Testo fornito:
# # # # #

Battuta d’arresto per gli “Champagne Orange” del gruppo LVMH
Il noto marchio di vini “Veuve Clicquot”, del gruppo LVMH, rinomata casa produttrice di champagne, è stato al centro di una complessa battaglia legale per difendere una caratteristica distintiva dei suoi prodotti: la tonalità arancione delle etichette delle sue bottiglie.
Questo caso ha messo in luce i rigidi standard probatori richiesti per l’accertamento del “secondary meaning”, ovvero l’acquisizione del carattere distintivo attraverso l’uso prolungato di segni originariamente non distintivi.
Marchio di colore: la “travagliata” registrazione de “l’Orange” di Veuve Clicquot
Un marchio, per essere registrabile, deve possedere un “carattere distintivo”, ovvero la capacità di distinguere i prodotti o servizi di un’impresa da quelli di altri attori economici. I segni privi di distintività intrinseca, come i colori o le forme semplici e descrittive, non possono di norma essere registrati come marchi. Tuttavia, le leggi europee e nazionali prevedono un’eccezione: anche questi segni possono essere tutelati qualora assolvano alla funzione di marchio, ovvero la sfumatura di colore (o la combinazione di colori) sia idonea a distinguere il prodotto o servizio fornito dall’impresa (pensiamo al blu Tiffany, al rosso Coca-Cola, al viola Milka, al rosa Barbie e al rosso Ferrari).
Solitamente, la capacità distintiva viene determinata da una massiccia utilizzazione del segno sul mercato, in modo che il pubblico di riferimento associ a quello specifico colore (o combinazione di colori) un determinato prodotto o servizio come proveniente da una specifica impresa c.d. “secondary meaning”.

# # # # #

(Voci dei dati archiviati)
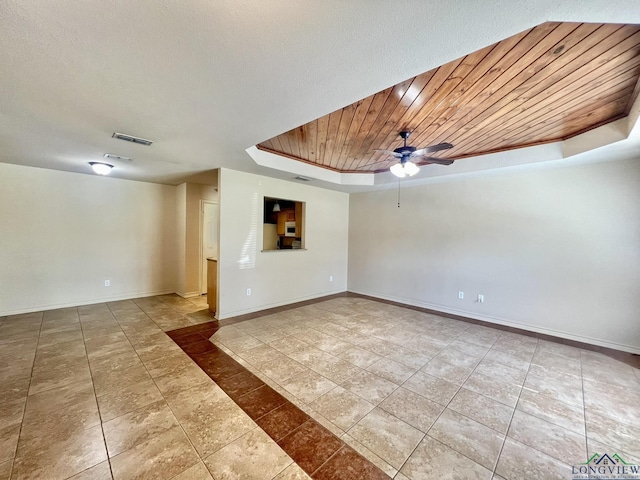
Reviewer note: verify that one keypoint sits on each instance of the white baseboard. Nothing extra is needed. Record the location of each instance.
(501, 321)
(235, 313)
(78, 303)
(188, 294)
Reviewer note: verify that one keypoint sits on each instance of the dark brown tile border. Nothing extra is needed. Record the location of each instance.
(630, 359)
(314, 448)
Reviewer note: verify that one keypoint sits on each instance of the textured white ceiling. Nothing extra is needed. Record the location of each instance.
(207, 79)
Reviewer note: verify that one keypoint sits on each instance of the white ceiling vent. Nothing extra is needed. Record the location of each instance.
(111, 156)
(131, 138)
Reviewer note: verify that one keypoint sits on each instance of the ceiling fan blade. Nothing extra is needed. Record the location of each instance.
(389, 152)
(432, 149)
(439, 161)
(372, 164)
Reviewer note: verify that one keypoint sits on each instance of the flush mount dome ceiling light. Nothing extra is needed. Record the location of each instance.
(101, 168)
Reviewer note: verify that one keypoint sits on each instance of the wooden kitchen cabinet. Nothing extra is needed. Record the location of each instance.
(298, 219)
(283, 217)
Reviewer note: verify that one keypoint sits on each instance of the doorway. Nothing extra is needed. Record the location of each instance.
(208, 238)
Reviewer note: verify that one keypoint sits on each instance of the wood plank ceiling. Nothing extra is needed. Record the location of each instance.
(543, 85)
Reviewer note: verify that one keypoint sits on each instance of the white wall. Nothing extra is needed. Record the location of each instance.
(62, 234)
(284, 276)
(555, 251)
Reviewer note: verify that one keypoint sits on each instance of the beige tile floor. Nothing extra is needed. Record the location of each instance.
(424, 396)
(100, 392)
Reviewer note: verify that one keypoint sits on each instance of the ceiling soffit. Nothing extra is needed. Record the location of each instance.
(543, 85)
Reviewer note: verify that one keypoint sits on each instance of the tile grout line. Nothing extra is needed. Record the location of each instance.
(506, 435)
(584, 407)
(104, 438)
(162, 394)
(286, 400)
(448, 403)
(24, 409)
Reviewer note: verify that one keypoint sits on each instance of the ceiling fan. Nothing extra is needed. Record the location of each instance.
(406, 153)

# # # # #

Breve esercizio: Riprendi il testo sull'arancione di Veuve Clicquot e proseguilo dopo l'ultima frase.

Risposta qui sotto:
Il 12 febbraio 1998, la Maison Veuve Clicquot presentava una domanda di registrazione di marchio figurativo presso l’Ufficio dell’Unione Europea per la proprietà intellettuale (EUIPO), rivendicando la protezione per una particolare tonalità di arancione, scegliendo di non fare riferimento al “Pantone’s Process Book”, ma corredando la domanda dalla definizione scientifica di quella tonalità. L’esaminatore aveva chiarito che il segno distintivo non fosse “in re ipsa” marchio di colore, ma un marchio figurativo a colori, e che, se la domanda di deposito marchio avesse riguardato un colore, invece della casella “marchio figurativo”, avrebbero dovuto selezionare la casella “altro”.
Con decisione 20 novembre 2002 (procedimento R 246/2000-2), la seconda commissione di ricorso ha precisato che il modulo domanda-tipo avrebbe dovuto essere interpretato come domanda di protezione di un marchio di colore, annullando la decisione dell’esaminatore e rimettendo la causa a quest’ultimo per verificare se il marchio avesse acquisito carattere distintivo in seguito all’uso. Ciò premesso, solamente con decisione del 26 aprile 2006 (procedimento R 148/2004-2), la domanda di marchio è stata pubblicata nel Bollettino ufficiale n. 37/2006 l’11 settembre 2006 e il marchio in questione è stato registrato il 23 marzo 2007 con il nr. 747949. L’Ufficio ha concesso la registrazione per la classe 33 “vini spumanti”, ritenendo che l’uso prolungato avesse fatto acquisire al colore la capacità di identificare lo champagne dell’azienda.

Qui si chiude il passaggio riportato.